Look through the entries below and show every line containing the word "tent".

- Opening Delimiter -

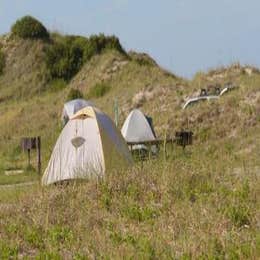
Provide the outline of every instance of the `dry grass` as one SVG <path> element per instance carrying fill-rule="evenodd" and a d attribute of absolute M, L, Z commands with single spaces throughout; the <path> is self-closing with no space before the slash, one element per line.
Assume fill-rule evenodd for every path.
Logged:
<path fill-rule="evenodd" d="M 224 77 L 219 76 L 223 70 L 217 70 L 188 82 L 150 62 L 107 52 L 86 64 L 67 88 L 43 91 L 45 78 L 38 81 L 35 76 L 45 75 L 41 43 L 17 46 L 8 42 L 8 46 L 13 52 L 6 74 L 0 78 L 0 182 L 28 180 L 2 175 L 6 168 L 26 167 L 26 156 L 19 149 L 22 136 L 42 137 L 43 168 L 46 166 L 61 130 L 60 113 L 71 87 L 87 95 L 97 83 L 111 86 L 93 101 L 113 117 L 117 99 L 120 124 L 135 105 L 136 95 L 143 95 L 139 105 L 153 117 L 160 137 L 188 128 L 194 131 L 195 142 L 186 153 L 169 149 L 167 161 L 158 158 L 143 168 L 137 165 L 128 172 L 108 173 L 100 183 L 1 189 L 0 258 L 260 256 L 257 71 L 236 74 L 228 68 Z M 20 59 L 30 50 L 34 55 L 30 52 L 24 63 L 17 63 L 12 56 L 21 52 Z M 19 80 L 15 79 L 17 70 Z M 21 72 L 26 71 L 23 78 Z M 240 88 L 217 102 L 183 111 L 184 99 L 208 84 L 214 73 L 218 81 L 232 79 Z"/>
<path fill-rule="evenodd" d="M 1 210 L 0 251 L 67 259 L 257 258 L 259 173 L 226 149 L 216 154 L 221 163 L 201 160 L 209 156 L 200 146 L 175 149 L 166 162 L 109 173 L 102 182 L 33 188 Z"/>

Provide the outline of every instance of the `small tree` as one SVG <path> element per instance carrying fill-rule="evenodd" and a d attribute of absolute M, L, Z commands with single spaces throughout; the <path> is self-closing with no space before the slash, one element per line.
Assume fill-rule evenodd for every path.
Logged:
<path fill-rule="evenodd" d="M 23 39 L 48 39 L 47 29 L 32 16 L 24 16 L 12 26 L 12 34 Z"/>
<path fill-rule="evenodd" d="M 74 39 L 65 37 L 46 49 L 46 64 L 52 78 L 69 81 L 82 67 L 83 50 Z"/>

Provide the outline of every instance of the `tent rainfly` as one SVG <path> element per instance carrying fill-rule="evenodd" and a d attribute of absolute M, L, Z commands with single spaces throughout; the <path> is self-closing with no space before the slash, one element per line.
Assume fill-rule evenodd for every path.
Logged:
<path fill-rule="evenodd" d="M 87 106 L 93 107 L 94 104 L 91 101 L 87 101 L 81 98 L 73 99 L 65 103 L 63 106 L 63 111 L 61 116 L 63 124 L 65 125 L 73 117 L 73 115 L 75 115 L 79 110 Z"/>
<path fill-rule="evenodd" d="M 107 170 L 132 163 L 129 149 L 113 121 L 99 109 L 78 111 L 63 128 L 42 184 L 103 177 Z"/>
<path fill-rule="evenodd" d="M 121 133 L 127 142 L 145 142 L 156 139 L 152 125 L 139 109 L 131 111 L 123 124 Z M 132 149 L 148 150 L 145 145 L 134 145 Z M 156 146 L 152 146 L 152 152 L 156 151 Z"/>

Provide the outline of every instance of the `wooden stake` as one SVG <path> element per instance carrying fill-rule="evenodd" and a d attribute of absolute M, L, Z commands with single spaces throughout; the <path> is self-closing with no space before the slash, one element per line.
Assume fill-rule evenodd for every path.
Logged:
<path fill-rule="evenodd" d="M 37 136 L 36 138 L 36 149 L 37 149 L 37 165 L 38 165 L 38 174 L 41 175 L 41 137 Z"/>
<path fill-rule="evenodd" d="M 31 166 L 31 150 L 27 149 L 28 152 L 28 168 Z"/>

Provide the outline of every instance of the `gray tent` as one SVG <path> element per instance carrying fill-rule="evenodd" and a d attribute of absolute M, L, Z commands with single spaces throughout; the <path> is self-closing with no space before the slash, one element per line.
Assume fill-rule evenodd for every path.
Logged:
<path fill-rule="evenodd" d="M 91 101 L 87 101 L 81 98 L 73 99 L 65 103 L 63 106 L 61 116 L 63 124 L 65 125 L 73 117 L 74 114 L 76 114 L 79 110 L 87 106 L 93 107 L 94 104 Z"/>
<path fill-rule="evenodd" d="M 134 109 L 126 118 L 121 133 L 127 142 L 145 142 L 156 139 L 154 130 L 147 117 L 139 110 Z M 145 145 L 134 145 L 133 150 L 148 150 Z M 156 153 L 156 146 L 152 146 L 152 152 Z"/>

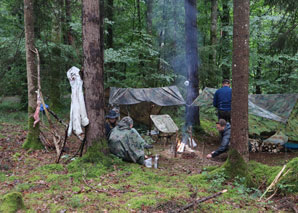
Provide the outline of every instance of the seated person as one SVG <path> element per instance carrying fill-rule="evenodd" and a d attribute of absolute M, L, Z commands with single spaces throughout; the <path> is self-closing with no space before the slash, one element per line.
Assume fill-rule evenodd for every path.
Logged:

- Closing Delimiter -

*Exercise result*
Provide the outline of every instance of the `tent rainfly` as one SVG <path> element per instance carrying fill-rule="evenodd" and a d attribute of absolute M, L, Z commands with single spaces throughout; the <path> is self-closing with no space before the slash, one element per line.
Provide the outline of every instance of the `gray tent` as one SVG <path> element per instance carrying fill-rule="evenodd" and a d attribute of absolute M, L, Z commands with single spaces throughout; the <path> is self-closing with no space before the slash, one element per line.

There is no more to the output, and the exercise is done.